**Data lines:**

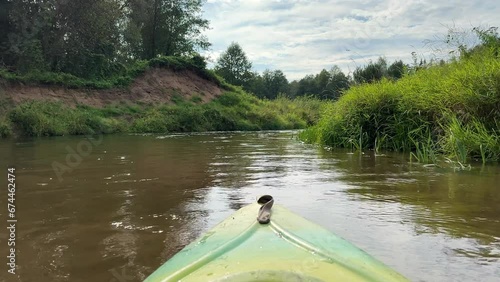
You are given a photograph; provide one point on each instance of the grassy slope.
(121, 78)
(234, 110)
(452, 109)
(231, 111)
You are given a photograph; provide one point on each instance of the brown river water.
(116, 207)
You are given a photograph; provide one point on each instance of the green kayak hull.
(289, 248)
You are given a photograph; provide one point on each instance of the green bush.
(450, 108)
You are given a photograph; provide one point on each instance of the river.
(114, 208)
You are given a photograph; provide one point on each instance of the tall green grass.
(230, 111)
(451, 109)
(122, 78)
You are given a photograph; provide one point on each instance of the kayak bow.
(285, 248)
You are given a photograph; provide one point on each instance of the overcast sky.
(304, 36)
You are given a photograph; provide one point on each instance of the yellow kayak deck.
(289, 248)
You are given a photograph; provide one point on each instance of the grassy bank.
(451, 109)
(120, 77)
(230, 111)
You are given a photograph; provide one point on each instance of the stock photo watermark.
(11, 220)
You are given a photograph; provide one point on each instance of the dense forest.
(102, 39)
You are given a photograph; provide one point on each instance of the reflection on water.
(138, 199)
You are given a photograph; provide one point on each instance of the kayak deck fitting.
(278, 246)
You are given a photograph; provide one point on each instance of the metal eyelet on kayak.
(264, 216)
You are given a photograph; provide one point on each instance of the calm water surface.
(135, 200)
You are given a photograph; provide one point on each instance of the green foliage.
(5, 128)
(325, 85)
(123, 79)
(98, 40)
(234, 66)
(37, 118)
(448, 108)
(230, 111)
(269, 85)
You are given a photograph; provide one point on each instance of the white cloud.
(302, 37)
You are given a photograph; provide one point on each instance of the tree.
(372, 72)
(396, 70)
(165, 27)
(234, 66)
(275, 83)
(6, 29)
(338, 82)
--
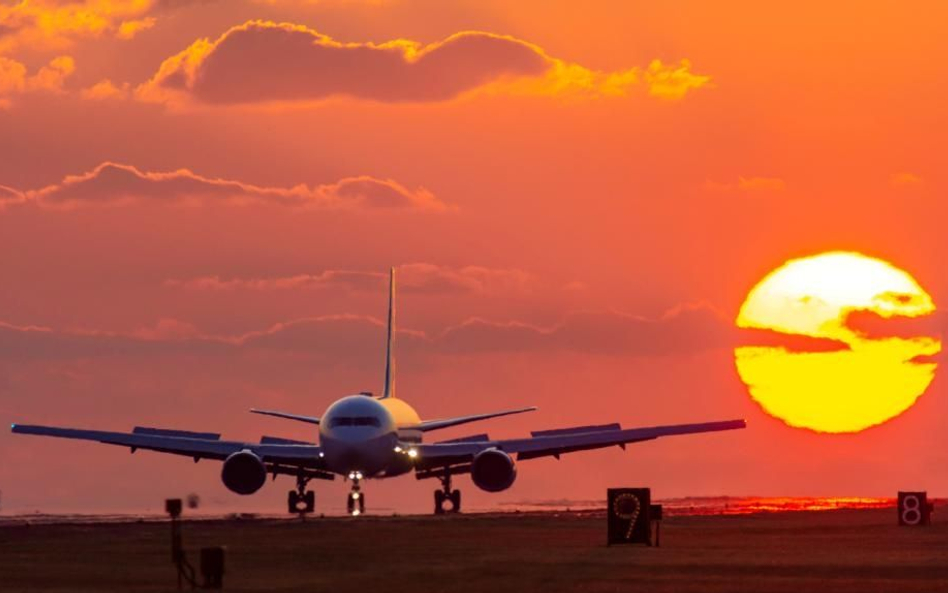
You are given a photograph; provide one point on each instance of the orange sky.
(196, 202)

**Stated goal:** Please extract every line in the listing above that contains the word "deck".

**Solved problem:**
You are given a photograph; provide one point on each instance of the yellow kayak deck.
You are given a photograph; provide one point on each instance of the kayak deck fitting.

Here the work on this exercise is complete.